- [What this task involves]:
Repeat word for word everything from the line containing "Practice step: indicate the chandelier" to the end of the listing, first and last lines included, and only that.
Begin Data provided
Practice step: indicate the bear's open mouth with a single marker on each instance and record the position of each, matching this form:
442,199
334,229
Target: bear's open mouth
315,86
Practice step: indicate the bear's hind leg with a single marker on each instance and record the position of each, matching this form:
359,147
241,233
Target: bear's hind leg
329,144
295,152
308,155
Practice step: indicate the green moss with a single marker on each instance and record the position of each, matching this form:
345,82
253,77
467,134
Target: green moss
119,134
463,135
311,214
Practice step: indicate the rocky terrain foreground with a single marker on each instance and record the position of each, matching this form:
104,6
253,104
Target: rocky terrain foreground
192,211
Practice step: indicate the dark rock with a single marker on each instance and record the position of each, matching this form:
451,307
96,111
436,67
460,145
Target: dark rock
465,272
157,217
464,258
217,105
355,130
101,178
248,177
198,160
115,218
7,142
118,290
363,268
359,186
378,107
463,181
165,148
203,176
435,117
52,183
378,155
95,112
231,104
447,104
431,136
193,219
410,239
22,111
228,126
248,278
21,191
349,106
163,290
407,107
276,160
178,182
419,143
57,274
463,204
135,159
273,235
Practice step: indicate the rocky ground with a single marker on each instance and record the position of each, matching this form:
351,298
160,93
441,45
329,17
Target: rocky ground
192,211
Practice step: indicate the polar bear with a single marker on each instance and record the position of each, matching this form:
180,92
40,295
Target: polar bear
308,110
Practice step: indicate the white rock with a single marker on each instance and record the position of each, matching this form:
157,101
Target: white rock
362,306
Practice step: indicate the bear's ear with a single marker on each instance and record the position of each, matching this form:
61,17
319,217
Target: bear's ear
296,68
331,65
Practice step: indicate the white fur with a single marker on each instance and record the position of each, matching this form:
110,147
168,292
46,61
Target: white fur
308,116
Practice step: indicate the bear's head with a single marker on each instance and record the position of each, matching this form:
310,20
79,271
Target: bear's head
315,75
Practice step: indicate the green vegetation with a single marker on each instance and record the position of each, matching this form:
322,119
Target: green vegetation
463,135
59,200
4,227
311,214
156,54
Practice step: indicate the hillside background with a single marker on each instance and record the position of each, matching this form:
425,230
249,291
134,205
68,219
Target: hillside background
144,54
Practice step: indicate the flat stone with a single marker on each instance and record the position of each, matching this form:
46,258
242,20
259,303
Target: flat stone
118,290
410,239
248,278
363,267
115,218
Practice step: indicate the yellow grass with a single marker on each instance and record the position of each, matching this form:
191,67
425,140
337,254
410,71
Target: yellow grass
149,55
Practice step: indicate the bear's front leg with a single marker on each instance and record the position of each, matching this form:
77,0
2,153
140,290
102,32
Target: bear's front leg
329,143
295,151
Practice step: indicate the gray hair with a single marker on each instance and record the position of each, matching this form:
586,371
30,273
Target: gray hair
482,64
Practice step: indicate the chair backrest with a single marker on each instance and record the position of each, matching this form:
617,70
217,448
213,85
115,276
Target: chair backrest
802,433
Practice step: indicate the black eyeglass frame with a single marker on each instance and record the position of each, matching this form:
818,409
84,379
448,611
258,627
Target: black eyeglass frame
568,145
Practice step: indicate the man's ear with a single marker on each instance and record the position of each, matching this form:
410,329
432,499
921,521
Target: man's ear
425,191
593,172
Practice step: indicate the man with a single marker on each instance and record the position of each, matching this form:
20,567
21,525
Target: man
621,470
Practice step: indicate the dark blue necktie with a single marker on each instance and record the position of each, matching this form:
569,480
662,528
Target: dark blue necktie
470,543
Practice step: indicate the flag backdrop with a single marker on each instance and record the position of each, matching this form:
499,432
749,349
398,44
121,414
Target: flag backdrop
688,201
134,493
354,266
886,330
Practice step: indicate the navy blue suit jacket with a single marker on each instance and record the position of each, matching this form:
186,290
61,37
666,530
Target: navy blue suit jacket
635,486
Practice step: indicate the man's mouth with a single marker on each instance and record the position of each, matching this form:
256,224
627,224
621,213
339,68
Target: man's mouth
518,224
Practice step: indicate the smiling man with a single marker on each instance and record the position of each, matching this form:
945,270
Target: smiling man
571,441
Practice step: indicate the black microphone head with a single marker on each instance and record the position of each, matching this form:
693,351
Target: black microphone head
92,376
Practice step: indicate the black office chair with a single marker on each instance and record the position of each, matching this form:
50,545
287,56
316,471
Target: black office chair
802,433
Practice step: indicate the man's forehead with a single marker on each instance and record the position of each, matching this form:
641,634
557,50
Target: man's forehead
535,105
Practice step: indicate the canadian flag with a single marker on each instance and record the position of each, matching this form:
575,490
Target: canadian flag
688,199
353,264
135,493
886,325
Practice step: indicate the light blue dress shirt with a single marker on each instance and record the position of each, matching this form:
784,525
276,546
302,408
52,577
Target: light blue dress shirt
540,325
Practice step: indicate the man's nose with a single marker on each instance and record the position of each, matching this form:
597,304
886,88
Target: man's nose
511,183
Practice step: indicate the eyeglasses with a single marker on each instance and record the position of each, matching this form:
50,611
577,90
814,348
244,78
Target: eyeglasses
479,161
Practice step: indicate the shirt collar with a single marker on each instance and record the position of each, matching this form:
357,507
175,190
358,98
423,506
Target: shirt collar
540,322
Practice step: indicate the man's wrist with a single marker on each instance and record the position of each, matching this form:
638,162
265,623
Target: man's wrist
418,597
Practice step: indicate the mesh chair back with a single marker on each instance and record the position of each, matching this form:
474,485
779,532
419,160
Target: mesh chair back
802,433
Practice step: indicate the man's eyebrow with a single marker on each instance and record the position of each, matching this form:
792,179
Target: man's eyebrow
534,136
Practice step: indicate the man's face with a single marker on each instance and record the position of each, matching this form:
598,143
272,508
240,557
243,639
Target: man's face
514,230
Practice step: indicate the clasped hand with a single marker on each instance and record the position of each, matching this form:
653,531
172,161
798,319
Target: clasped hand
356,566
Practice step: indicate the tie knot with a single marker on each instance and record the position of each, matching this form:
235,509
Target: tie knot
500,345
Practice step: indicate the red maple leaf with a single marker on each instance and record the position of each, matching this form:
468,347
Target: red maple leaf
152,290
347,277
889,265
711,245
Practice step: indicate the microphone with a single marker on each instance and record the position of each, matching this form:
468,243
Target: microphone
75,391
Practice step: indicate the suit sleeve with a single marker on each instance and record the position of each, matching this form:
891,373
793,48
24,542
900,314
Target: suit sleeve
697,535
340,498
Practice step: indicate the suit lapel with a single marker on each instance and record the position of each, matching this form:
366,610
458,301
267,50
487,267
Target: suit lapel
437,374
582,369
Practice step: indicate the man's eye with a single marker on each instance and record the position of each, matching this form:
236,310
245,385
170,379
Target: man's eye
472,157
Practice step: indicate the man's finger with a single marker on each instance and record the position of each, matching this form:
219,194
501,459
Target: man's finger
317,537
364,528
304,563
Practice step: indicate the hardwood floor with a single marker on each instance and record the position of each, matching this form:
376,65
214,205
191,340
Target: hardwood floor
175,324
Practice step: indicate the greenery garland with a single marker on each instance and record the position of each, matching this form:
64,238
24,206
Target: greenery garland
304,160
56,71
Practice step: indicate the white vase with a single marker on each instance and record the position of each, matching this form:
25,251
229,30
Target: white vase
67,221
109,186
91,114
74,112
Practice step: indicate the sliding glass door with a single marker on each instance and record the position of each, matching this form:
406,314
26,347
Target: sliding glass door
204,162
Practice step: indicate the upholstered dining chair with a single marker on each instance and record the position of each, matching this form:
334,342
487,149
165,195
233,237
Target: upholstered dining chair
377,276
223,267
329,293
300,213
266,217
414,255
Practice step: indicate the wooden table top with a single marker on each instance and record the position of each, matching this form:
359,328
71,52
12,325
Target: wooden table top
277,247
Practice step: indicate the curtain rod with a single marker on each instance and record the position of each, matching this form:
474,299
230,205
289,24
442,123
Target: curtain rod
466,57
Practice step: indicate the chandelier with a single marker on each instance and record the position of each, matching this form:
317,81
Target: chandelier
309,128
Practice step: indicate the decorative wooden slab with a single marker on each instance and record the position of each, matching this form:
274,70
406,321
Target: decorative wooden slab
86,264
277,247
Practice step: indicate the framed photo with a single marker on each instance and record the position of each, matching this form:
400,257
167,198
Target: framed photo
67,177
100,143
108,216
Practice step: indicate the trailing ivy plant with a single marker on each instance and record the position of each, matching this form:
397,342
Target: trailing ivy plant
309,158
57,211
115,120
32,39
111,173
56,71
End Data provided
- [Exercise output]:
Practice step: indicate the chandelier with a single marker on each instance and record the position of each, matching this form:
317,81
Target: chandelier
309,128
Practice step: indicate the decorative wooden slab with a single marker on each instance and record the position of each, matching this form:
274,70
406,321
Target: decorative wooden slab
86,264
277,247
Practice step: indicate the framed photo with a single marker on each instance and record the position of each, matching this form:
400,257
167,198
Target: framed photo
67,177
100,143
108,216
Practice step: indicate the trailing ivy plant with a single marker on each instance and record the position of each, matching this form:
397,342
Target: trailing ivy plant
309,158
57,211
115,120
32,39
111,173
56,71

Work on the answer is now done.